Excerpted text below:

Alice’s Adventures in Wonderland

Author: Lewis Carroll
Rating: 8/10
Last Read: August 2010

Quick Summary: Truly a book of nonsense – Alice is a little girl who falls down a rabbit hole and wanders through a fantastic world.  Sometimes it feels like you’re in the middle of an acid trip, other times it just feels like weird nonsense. But there’s plenty of poetry, riddles, and interesting turns of language around.

My Highlights

‘How am I to get in?’ asked Alice again, in a louder tone. ‘Are you to get in at all?’ said the Footman. ‘That’s the first question, you know.’

And with that she began nursing her child again, singing a sort of lullaby to it as she did so, and giving it a violent shake at the end of every line: ‘Speak roughly to your little boy, And beat him when he sneezes: He only does it to annoy, Because he knows it teases.’

‘Would you tell me, please, which way I ought to go from here?’
‘That depends a good deal on where you want to get to,’ said the Cat.
‘I don’t much care where–‘ said Alice.
‘Then it doesn’t matter which way you go,’ said the Cat.

End of Excerpted text.

_Try it:_
Copy everything from "Quick Summary: Truly a" down to "of language around." in the review of Alice's Adventures in Wonderland, swapping "rabbit hole" for "deep well".

Given entries below:

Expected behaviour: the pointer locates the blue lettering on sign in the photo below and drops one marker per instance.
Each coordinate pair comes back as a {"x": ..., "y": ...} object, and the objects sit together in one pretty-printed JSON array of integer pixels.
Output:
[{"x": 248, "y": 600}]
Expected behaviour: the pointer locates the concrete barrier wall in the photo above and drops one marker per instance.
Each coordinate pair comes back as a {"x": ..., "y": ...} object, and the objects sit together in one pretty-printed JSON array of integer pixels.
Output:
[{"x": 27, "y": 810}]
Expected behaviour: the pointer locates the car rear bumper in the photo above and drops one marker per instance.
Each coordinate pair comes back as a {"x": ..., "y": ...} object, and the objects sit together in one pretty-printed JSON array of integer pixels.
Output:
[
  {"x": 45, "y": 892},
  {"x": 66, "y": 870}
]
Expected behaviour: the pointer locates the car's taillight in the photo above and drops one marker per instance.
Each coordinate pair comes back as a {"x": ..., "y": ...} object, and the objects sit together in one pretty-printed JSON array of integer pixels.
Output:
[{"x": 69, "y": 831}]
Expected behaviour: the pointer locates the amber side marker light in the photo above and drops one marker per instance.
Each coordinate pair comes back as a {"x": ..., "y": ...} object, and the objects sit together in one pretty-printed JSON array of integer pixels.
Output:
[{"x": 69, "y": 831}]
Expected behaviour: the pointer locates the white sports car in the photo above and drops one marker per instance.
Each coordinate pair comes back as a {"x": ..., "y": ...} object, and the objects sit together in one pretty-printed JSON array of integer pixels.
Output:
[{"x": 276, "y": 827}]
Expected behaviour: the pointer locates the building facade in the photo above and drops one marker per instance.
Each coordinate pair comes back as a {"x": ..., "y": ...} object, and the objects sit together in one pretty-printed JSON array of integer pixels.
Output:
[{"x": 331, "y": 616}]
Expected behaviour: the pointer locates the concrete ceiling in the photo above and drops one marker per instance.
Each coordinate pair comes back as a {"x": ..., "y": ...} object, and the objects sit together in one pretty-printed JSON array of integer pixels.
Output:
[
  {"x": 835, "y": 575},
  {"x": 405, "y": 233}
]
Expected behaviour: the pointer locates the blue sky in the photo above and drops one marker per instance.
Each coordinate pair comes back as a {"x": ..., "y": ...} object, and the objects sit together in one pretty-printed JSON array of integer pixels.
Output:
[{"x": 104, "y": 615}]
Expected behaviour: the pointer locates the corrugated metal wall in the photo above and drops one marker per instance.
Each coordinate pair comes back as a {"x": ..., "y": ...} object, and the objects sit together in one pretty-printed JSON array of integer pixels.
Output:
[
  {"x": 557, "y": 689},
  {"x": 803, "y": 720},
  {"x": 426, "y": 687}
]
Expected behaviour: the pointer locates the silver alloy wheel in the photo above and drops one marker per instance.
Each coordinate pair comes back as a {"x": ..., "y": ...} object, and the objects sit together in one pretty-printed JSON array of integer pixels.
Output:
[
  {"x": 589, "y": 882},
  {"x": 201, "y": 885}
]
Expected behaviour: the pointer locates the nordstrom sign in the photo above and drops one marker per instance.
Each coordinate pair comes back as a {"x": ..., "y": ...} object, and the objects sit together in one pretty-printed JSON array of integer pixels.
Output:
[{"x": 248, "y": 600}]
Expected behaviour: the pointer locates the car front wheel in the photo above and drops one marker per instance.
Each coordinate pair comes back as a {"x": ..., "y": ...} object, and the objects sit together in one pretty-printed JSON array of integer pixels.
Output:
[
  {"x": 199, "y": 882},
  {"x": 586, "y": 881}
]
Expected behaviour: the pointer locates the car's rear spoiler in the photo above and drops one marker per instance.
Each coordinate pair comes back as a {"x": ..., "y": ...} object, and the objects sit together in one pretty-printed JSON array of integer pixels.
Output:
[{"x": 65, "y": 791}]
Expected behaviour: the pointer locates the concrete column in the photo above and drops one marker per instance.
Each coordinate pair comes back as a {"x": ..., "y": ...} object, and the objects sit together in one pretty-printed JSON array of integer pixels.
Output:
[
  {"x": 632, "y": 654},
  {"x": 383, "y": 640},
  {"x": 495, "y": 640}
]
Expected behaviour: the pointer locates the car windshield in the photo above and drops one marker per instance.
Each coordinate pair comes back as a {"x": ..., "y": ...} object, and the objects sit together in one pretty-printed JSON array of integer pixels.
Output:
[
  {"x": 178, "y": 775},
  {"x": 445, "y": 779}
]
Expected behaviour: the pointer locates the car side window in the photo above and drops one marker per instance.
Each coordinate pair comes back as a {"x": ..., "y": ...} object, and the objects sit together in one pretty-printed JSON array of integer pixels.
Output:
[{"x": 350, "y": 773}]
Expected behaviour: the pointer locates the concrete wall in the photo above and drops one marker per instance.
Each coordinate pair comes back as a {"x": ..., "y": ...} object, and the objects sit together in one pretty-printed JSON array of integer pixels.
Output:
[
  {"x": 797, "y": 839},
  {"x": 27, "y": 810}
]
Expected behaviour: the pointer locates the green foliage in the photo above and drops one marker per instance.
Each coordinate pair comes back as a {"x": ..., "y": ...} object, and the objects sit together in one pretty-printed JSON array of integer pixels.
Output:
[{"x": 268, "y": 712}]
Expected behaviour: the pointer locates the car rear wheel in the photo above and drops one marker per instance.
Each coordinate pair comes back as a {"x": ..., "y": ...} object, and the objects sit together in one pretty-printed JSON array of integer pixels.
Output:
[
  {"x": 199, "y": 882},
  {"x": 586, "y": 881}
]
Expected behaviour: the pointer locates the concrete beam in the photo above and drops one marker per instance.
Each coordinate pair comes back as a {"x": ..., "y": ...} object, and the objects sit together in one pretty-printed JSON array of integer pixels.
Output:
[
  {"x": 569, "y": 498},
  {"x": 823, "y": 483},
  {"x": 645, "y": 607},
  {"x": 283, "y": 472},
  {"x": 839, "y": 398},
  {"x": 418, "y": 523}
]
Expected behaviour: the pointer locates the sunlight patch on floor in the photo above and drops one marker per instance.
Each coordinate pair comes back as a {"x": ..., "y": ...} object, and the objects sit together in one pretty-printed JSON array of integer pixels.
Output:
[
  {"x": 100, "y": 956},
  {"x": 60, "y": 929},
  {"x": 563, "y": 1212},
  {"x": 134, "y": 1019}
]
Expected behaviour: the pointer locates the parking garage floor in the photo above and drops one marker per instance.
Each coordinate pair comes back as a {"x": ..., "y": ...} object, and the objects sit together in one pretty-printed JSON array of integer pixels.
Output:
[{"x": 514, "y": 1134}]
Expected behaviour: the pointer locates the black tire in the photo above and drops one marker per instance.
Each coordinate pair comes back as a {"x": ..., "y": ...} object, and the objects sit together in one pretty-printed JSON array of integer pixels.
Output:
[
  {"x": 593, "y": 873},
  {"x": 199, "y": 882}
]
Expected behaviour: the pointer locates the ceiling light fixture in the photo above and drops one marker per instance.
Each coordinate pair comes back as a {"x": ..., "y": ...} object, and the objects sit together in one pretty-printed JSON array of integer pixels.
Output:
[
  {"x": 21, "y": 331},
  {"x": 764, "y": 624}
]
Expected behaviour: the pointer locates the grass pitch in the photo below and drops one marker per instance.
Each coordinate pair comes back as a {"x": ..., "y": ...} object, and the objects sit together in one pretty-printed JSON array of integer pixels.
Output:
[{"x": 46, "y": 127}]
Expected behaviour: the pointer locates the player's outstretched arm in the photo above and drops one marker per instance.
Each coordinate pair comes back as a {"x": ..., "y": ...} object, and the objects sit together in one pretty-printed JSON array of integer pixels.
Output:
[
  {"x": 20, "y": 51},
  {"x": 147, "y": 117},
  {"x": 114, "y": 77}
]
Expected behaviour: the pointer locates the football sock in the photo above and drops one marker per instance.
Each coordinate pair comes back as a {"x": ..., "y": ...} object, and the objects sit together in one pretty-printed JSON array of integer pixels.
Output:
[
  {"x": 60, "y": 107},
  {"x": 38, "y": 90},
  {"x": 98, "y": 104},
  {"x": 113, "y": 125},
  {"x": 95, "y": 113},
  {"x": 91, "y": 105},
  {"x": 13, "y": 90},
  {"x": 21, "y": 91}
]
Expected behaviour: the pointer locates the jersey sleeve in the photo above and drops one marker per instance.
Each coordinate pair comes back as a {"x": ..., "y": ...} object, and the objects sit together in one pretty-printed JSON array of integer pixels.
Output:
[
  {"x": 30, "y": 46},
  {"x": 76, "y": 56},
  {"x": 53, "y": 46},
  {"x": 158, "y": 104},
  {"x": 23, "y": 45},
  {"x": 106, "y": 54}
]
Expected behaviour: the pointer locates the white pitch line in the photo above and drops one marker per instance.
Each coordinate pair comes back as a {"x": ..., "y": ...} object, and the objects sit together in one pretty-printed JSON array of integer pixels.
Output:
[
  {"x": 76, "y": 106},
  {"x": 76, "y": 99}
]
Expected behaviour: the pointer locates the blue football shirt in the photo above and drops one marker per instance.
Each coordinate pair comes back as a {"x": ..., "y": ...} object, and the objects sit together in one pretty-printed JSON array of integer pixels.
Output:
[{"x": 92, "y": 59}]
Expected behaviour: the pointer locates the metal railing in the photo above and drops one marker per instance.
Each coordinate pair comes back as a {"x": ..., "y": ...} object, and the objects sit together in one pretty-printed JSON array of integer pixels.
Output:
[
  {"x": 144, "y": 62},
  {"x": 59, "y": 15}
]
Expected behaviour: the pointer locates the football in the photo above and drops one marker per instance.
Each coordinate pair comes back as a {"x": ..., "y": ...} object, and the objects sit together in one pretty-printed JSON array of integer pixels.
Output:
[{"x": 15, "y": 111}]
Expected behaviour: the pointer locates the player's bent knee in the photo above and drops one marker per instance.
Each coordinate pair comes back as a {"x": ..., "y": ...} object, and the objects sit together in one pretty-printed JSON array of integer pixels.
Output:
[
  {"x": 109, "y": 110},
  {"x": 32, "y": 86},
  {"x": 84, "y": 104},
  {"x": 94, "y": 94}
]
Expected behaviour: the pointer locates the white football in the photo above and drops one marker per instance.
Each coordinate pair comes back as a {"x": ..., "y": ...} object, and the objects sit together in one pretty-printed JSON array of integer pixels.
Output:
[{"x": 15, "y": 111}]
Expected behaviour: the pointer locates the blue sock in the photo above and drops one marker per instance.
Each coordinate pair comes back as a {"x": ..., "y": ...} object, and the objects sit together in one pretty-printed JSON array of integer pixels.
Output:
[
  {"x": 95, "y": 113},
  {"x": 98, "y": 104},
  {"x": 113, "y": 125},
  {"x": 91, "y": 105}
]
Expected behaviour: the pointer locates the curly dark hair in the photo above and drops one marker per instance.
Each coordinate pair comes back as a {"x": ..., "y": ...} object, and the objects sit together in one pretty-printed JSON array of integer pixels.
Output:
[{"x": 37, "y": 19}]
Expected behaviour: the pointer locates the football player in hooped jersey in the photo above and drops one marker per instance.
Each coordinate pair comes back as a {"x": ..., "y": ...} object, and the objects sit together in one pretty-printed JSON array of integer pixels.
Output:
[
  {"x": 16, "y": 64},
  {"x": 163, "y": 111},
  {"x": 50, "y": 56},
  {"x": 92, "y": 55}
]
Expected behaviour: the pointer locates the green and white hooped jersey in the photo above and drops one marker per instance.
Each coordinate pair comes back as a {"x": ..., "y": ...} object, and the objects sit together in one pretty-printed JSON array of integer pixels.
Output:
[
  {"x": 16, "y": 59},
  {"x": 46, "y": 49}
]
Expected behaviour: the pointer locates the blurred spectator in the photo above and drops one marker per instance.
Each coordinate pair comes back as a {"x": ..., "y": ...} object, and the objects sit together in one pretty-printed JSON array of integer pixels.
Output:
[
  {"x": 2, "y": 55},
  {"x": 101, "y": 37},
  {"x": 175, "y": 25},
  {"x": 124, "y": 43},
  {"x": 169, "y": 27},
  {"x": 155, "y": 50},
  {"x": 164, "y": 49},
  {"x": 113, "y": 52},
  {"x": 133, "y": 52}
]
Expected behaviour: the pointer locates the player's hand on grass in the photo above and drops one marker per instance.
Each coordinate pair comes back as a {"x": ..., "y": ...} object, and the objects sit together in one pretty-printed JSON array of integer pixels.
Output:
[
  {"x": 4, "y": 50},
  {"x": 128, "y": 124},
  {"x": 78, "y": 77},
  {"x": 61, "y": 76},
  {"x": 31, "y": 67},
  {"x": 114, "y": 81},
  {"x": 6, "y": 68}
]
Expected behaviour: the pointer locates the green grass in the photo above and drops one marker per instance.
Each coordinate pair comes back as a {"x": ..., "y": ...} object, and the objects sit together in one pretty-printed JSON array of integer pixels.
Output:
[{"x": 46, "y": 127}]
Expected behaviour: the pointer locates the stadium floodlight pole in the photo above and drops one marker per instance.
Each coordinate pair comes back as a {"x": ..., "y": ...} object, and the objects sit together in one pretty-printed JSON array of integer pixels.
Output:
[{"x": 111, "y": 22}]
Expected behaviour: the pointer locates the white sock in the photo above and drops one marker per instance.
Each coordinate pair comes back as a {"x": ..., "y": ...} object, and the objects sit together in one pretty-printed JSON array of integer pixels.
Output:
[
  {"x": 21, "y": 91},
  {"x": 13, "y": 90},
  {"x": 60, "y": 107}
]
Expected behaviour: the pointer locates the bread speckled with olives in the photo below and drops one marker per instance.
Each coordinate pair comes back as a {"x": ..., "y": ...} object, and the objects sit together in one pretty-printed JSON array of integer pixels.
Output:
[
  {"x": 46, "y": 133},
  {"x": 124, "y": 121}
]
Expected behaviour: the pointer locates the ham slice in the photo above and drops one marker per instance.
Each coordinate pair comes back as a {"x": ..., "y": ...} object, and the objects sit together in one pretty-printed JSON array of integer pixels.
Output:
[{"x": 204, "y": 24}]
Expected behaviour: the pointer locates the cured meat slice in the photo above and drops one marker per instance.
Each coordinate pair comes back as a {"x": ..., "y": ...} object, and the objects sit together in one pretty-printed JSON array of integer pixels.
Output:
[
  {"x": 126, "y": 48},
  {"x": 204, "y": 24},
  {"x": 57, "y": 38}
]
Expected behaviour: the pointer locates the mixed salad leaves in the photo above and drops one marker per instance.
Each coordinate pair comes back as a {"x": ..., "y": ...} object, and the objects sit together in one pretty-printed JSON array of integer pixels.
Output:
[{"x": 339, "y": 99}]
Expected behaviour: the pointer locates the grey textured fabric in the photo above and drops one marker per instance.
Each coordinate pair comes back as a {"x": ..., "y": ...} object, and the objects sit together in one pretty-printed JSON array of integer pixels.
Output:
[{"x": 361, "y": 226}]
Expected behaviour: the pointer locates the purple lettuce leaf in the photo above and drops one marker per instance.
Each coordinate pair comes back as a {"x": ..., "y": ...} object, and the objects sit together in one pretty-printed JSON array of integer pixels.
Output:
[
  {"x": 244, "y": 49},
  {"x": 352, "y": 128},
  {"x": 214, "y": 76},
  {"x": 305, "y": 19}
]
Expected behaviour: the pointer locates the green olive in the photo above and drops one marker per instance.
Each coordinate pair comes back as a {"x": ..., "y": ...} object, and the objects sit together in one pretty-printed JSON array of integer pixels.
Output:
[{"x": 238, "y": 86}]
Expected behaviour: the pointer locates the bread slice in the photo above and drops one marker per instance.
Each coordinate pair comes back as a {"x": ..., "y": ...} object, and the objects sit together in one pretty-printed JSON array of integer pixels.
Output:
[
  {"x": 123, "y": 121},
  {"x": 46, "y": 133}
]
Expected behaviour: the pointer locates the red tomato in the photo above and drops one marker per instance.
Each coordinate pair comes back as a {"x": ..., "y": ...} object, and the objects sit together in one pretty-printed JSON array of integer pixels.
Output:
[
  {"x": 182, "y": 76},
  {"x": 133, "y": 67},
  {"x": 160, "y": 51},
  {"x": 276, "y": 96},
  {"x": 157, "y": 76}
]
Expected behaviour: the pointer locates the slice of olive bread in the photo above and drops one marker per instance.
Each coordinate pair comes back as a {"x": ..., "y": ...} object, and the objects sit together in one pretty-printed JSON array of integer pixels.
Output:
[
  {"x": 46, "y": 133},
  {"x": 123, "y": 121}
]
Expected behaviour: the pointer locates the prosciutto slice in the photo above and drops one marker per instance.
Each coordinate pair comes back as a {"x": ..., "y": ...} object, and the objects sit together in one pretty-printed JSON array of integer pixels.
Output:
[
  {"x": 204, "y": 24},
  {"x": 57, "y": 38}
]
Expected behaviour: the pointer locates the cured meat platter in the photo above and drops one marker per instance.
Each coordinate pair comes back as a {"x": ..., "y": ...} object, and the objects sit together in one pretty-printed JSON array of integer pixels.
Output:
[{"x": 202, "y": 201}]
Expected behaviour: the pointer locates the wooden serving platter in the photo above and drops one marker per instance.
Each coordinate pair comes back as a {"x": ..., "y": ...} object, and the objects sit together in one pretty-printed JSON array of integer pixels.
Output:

End of Given entries.

_Task solution:_
Quick Summary: Truly a book of nonsense – Alice is a little girl who falls down a deep well and wanders through a fantastic world.  Sometimes it feels like you’re in the middle of an acid trip, other times it just feels like weird nonsense. But there’s plenty of poetry, riddles, and interesting turns of language around.